> Tasks to complete
1 > Translate this sentence from the article on Mayo Clinic funding into Spanish: "Mayo has pledged billions to the project — $3.5 billion of its own money and another $2 billion in private investments."
2 > Reproduce the stretch of the article on Mayo Clinic funding from "A cheering crowd of" through "of their own.".
─── Text for analysis
ROCHESTER – Minnesota came up with the money — more than half a billion dollars — and now Mayo Clinic is keeping its part of the bargain. It won't be going anywhere anytime soon.
"It's a great day to be a Minnesotan, a great day to call Rochester our home," Mayo CEO John Noseworthy told a cheering crowd Wednesday in Rochester. He was flanked by Gov. Mark Dayton and legislative leaders, all celebrating the herculean effort that went into ramming the $585 million Mayo legislation through the Legislature in a matter of months.
A cheering crowd of Mayo employees and Rochester residents welcomed the politicians with cheers and hand-lettered "Thank You" signs.
To stay competitive with other world-class medical centers such as Johns Hopkins and the Cleveland Clinic, Mayo is planning a multibillion-dollar makeover of its sprawling campus, and the surrounding downtown, using a mix of its own funds, private investment and state and local tax dollars.
The state funds, wrapped into a $2.1 billion tax bill that passed in the final hours of the legislative session Monday night, will steer $585 million to Rochester to support infrastructure improvements around the new downtown development. The state will chip in $372 million over the next 27 years, but only after Mayo, the city of Rochester and Olmsted County make substantial investments of their own.
Mayo has pledged billions to the project — $3.5 billion of its own money and another $2 billion in private investments.
Other big-ticket projects, such as the Vikings stadium, can take years or even decades to pass. The fact that Mayo managed to push such a complicated, pricey bill through the Legislature in a single year was something of a legislative miracle, and half a dozen lawmakers were on hand — including House and Senate leadership — to celebrate with Rochester.
"What a great day," House Speaker Paul Thissen said. The fact that the Legislature was able to sign off on such a massive project so quickly, he said, proves that "people working together and a community working together with the state government can actually accomplish something. I think that was a hallmark of what this last legislative session was about."
──────
─── Available data
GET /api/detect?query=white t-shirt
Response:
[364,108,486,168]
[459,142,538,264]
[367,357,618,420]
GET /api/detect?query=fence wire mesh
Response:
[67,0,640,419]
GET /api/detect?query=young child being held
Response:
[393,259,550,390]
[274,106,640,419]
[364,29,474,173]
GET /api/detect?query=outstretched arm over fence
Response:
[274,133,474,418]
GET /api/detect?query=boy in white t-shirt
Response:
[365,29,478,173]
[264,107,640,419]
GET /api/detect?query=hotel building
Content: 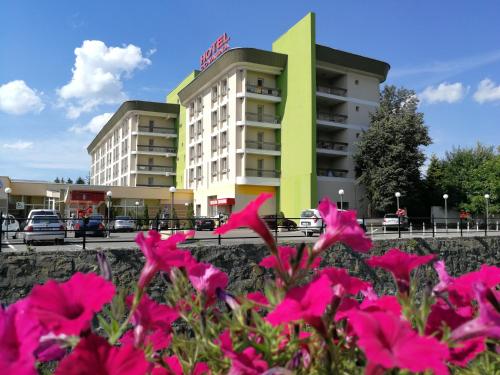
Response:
[88,13,389,217]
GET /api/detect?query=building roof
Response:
[179,48,287,103]
[87,100,179,153]
[316,44,391,82]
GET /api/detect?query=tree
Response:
[354,86,431,215]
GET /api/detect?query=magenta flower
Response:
[451,284,500,341]
[28,272,115,335]
[139,230,194,288]
[120,295,179,351]
[54,334,150,375]
[366,249,436,294]
[267,275,333,329]
[188,263,229,300]
[0,299,40,375]
[214,193,276,249]
[349,311,449,375]
[313,197,372,254]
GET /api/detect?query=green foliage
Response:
[426,144,500,214]
[354,86,431,215]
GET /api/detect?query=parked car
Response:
[72,215,106,238]
[23,215,65,245]
[2,214,19,238]
[300,208,324,237]
[194,217,215,230]
[382,214,410,230]
[263,215,297,231]
[111,216,135,232]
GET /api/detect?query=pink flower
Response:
[0,299,40,375]
[349,311,449,375]
[139,230,194,288]
[267,275,333,329]
[259,246,321,276]
[313,197,372,254]
[54,334,149,375]
[366,249,436,294]
[188,263,229,299]
[214,193,276,249]
[28,272,115,335]
[120,295,179,351]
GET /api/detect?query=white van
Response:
[299,208,324,237]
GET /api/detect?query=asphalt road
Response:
[1,228,500,252]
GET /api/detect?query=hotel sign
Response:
[200,33,230,70]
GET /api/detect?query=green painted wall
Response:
[273,13,318,217]
[166,70,199,189]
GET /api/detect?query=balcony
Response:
[236,84,281,103]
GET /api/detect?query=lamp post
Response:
[106,190,113,238]
[339,189,344,211]
[443,194,448,233]
[168,186,177,234]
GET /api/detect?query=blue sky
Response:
[0,0,500,180]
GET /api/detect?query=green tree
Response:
[354,86,431,215]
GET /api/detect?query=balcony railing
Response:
[137,145,177,154]
[317,112,347,124]
[245,168,280,178]
[247,84,280,96]
[316,140,349,152]
[245,140,280,151]
[139,126,177,134]
[316,86,347,96]
[137,164,174,172]
[317,168,349,178]
[246,112,280,124]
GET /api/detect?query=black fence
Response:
[0,213,500,253]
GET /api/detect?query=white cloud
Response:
[419,82,467,104]
[69,112,113,134]
[474,78,500,104]
[57,40,151,118]
[0,80,45,115]
[3,141,33,150]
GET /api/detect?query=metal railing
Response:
[246,84,281,96]
[138,126,177,134]
[316,86,347,96]
[245,140,281,151]
[316,112,347,124]
[245,112,280,124]
[137,145,177,154]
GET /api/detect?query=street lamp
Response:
[339,189,344,211]
[106,190,113,238]
[168,186,177,234]
[443,194,448,233]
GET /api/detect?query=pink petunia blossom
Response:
[54,334,150,375]
[214,193,276,249]
[135,230,194,288]
[313,197,372,254]
[365,249,436,294]
[0,299,41,375]
[349,311,449,375]
[28,272,115,335]
[267,275,333,329]
[188,263,229,300]
[120,295,179,351]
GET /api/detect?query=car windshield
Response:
[32,215,59,224]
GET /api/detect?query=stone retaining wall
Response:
[0,236,500,303]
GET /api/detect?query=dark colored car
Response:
[194,217,215,230]
[263,215,297,231]
[73,215,106,238]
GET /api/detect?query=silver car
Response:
[24,215,65,245]
[111,216,135,232]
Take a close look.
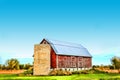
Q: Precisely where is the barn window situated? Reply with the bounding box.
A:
[43,41,47,44]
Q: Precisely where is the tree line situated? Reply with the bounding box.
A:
[0,58,33,70]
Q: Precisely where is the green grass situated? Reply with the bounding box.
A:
[0,73,120,80]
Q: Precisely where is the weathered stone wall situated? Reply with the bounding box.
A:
[33,44,50,75]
──────
> Solutions to the problems
1 > Mayo se ha comprometido a aportar miles de millones al proyecto: 3500 millones de dólares de su propio dinero y otros 2000 millones en inversiones privadas.

2 >
A cheering crowd of Mayo employees and Rochester residents welcomed the politicians with cheers and hand-lettered "Thank You" signs.
To stay competitive with other world-class medical centers such as Johns Hopkins and the Cleveland Clinic, Mayo is planning a multibillion-dollar makeover of its sprawling campus, and the surrounding downtown, using a mix of its own funds, private investment and state and local tax dollars.
The state funds, wrapped into a $2.1 billion tax bill that passed in the final hours of the legislative session Monday night, will steer $585 million to Rochester to support infrastructure improvements around the new downtown development. The state will chip in $372 million over the next 27 years, but only after Mayo, the city of Rochester and Olmsted County make substantial investments of their own.